Но помимо этой первой составляющей у нас есть еще и вторая – стремление к объединению, к сообществу человеческих существ, в котором существует взаимная поддержка, где все работают и помогают друг другу, как две руки. Руки противоположны, руки отличаются друг от друга, но, чтобы поднять что-то, нужны обе. Точно так же, чтобы чему-то научиться, чтобы воспринять что-либо от природы, чтобы иметь возможность питаться и расти, человечество нуждается в этом социальном чувстве.
Человечеству необходима и третья составляющая. Она может предоставить возможности и условия для того, чтобы человечество могло почувствовать загадочные метафизические узы, связывающие его со Вселенной, со всем Божественным и Вечным. Эти узы – особые, они пробуждают состояния, идущие далеко за пределы материального мира и биологических порывов, дают возможность стать причастным к сокровенному. Ибо основным различием между человеком и животным (если основываться на учении Павлова о рефлексах) является то, что животное повинуется своим инстинктам. Когда оно голодно, оно ищет еду, когда хочет пить – ищет воду, когда в нем начинает говорить половой инстинкт – ищет способ его удовлетворить. Человек же может сдержать их, трансформировать, может сознательно сохранять свое время и энергию для тех или иных дел. Предположим, мне страстно захотелось съесть бутерброд с ветчиной – но я же не выбегу сейчас из зала со словами: «Хочу бутерброд с ветчиной!», ведь вы пришли, чтобы слушать меня; кроме того, я следую основному человеческому принципу. (Я даже не буду говорить о воспитанности, поскольку это слово уже слишком извращено.) Основной человеческий принцип в нас – это возможность быть причастным чему-то. Но эта врожденная потребность человечества не раз разрушалась, уничтожалась, искажалась различными элементами культуры.
Как я уже говорил, человечество существует очень давно, и поэтому вряд ли следует вести отсчет, допустим, с протошумерской цивилизации. За время, прошедшее от картезианской эпохи до сегодняшних дней, установились определенные различия, сформировались определенные особенности, связанные с тем, что мы живем в сложном мире. Тем или иным образом эти особенности разделили нас, заставили пройти путь, обратный тому, который предлагал Платон, – путь регресса, путь, приведший нас к крайнему индивидуализму, который сам по себе не так уж и плох, если только не перерастает в эгоизм. Эгоизм же разделяет людей, в этом и заключается опасность.

> [ИСХОДНЫЕ СТРОКИ]
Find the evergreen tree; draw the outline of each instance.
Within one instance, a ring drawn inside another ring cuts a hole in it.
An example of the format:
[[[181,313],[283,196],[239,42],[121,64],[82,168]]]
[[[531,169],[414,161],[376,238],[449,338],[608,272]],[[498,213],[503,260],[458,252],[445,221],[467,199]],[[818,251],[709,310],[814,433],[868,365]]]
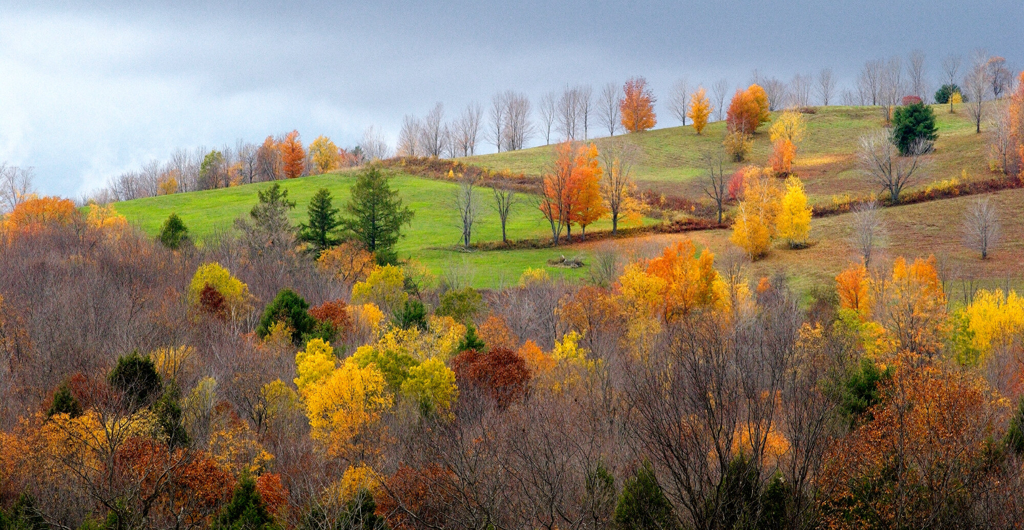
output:
[[[171,213],[161,225],[157,239],[168,249],[177,249],[188,239],[188,228],[178,214]]]
[[[924,103],[900,106],[893,113],[893,143],[900,154],[909,154],[918,140],[934,142],[939,137],[935,113]]]
[[[138,350],[119,357],[108,380],[124,395],[125,404],[133,409],[148,406],[163,388],[153,359],[139,355]]]
[[[338,209],[333,208],[331,191],[326,187],[319,188],[309,201],[306,211],[309,213],[309,222],[299,226],[299,240],[308,242],[315,255],[319,256],[322,252],[341,241],[337,235],[341,220],[338,219]]]
[[[676,530],[679,528],[672,504],[654,479],[649,461],[627,479],[613,518],[615,530]]]
[[[292,329],[292,339],[296,345],[316,326],[316,319],[309,314],[309,303],[298,293],[285,288],[266,305],[263,315],[256,326],[256,335],[263,339],[270,333],[270,327],[278,322]]]
[[[413,220],[413,211],[402,206],[398,192],[391,189],[379,168],[370,168],[360,174],[352,186],[352,194],[345,206],[351,217],[342,224],[377,255],[378,263],[395,260],[392,248],[401,236],[401,227]]]
[[[231,500],[221,509],[213,522],[215,530],[276,530],[278,526],[266,511],[256,481],[248,474],[242,475],[234,487]]]
[[[288,200],[288,190],[274,182],[258,191],[259,202],[249,211],[249,219],[239,218],[236,227],[245,235],[250,248],[263,252],[268,248],[290,249],[295,244],[295,228],[288,213],[295,202]]]
[[[67,383],[60,385],[60,388],[53,393],[53,403],[46,411],[46,417],[52,417],[54,414],[68,414],[71,417],[82,415],[82,405],[78,404]]]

> [ЗАДАНИЯ]
**A.** Что, согласно тексту о составляющих человеческой жизни, является основным человеческим принципом?
**B.** Изложите текст о составляющих человеческой жизни в трех предложениях.
**C.** Напишите продолжение текста о составляющих человеческой жизни, начиная сразу после его последнего предложения.

> [ОЖИДАЕМЫЕ ОТВЕТЫ]
**A.** Возможность быть причастным чему-то.

**B.** Кроме стремления к объединению и взаимной поддержке, человечеству необходима третья составляющая: ощущение метафизических уз, связывающих его со Вселенной, Божественным и Вечным. Животное повинуется инстинктам, а человек может их сдерживать и трансформировать, и основной человеческий принцип в нем — возможность быть причастным чему-то, хотя эта потребность не раз искажалась элементами культуры. Сложившиеся особенности привели людей путем регресса к крайнему индивидуализму, опасному тем, что, перерастая в эгоизм, он разделяет людей.

**C.**
Предположим, что у нас нет сегодня никакой конкретной темы, мы просто хотим побеседовать. И вот парадокс: наш культурный уровень позволяет говорить о чем угодно. «Вот вы, к примеру, о чем бы хотели, чтобы я рассказал?» – «О философии». Хорошо, сеньору хочется, чтобы я поговорил о философии. И если я расскажу о категорических императивах Канта, скорее всего, этот сеньор останется доволен и скажет: «Прекрасно, отлично!» Но вокруг много других людей, которым нет до этого дела, и они будут скучать. Они ничего не поймут и спросят: «О чем же, в конце концов, он говорит?» – «Сеньора, а о чем бы хотели услышать вы?» – «Я? О чем? О теософии». Предположим, я стану говорить о теософии, представлю вам учения, которые Елена Петровна Блаватская привезла с Востока, поведаю о Глобусах и Цепях, которые, согласно этим учениям, способствовали развитию миров. Остальные же, те, кому это не интересно, что они смогут понять?! Какая получится связь между мной и вами? «А вы, сеньор, о чем бы хотели поговорить?» – «Об археологии». Об археологии. И если я, например, стану говорить об открытиях Шлимана, тот, кто не интересуется археологией, спросит: «А кто он такой, этот Шлиман?»
Итак, мы увидели, что существуют некие барьеры, границы, разделяющие людей. И одним из таких барьеров, которые разделяют людей, является то, что мы сегодня называем культурой. Я еще раз отмечу, что то, что мы понимаем сегодня под культурой, это культура разрозненных специальностей, не связанных друг с другом, культура сект, культура партий (я имею в виду не политические, а именно культурные «партии»), которые сейчас в моде и которые собирают людей вокруг избранных ими идолов и кумиров. Предположим, мы будем говорить об искусстве, о своих кумирах в искусстве. Но сеньору, который хотел говорить о философии, сеньоре, интересующейся теософией, или сеньору, которого увлекает археология, будет неинтересно слушать об искусстве. И значит, говоря лишь только о своих кумирах в искусстве, я на самом деле занимаюсь культурой, но культурой в материальном ее значении, то есть тем, что разделяет людей, вместо того чтобы их объединить.
Чтобы вновь возродить те древние мировоззрения, которые тысячи лет старались объединить вокруг себя людей, нужна новая встреча. Иначе говоря, нам нужно заново встретиться с самими собой, нужно посвятить некоторое время размышлению над тем, кто мы. Кто я такой? Вот первый и основной вопрос. Что я здесь делаю? Я – это всего лишь набор клеток, немного костей и немного мяса? Я – результат случайной встречи моих родителей? Или, как говорил Юнг, мое истинное «Я» живет в том, о чем думали на протяжении тысячелетий, и я сам являюсь символом чего-то более глубокого? В любом случае, первым вопросом должен быть вопрос «кто я, зачем я здесь?».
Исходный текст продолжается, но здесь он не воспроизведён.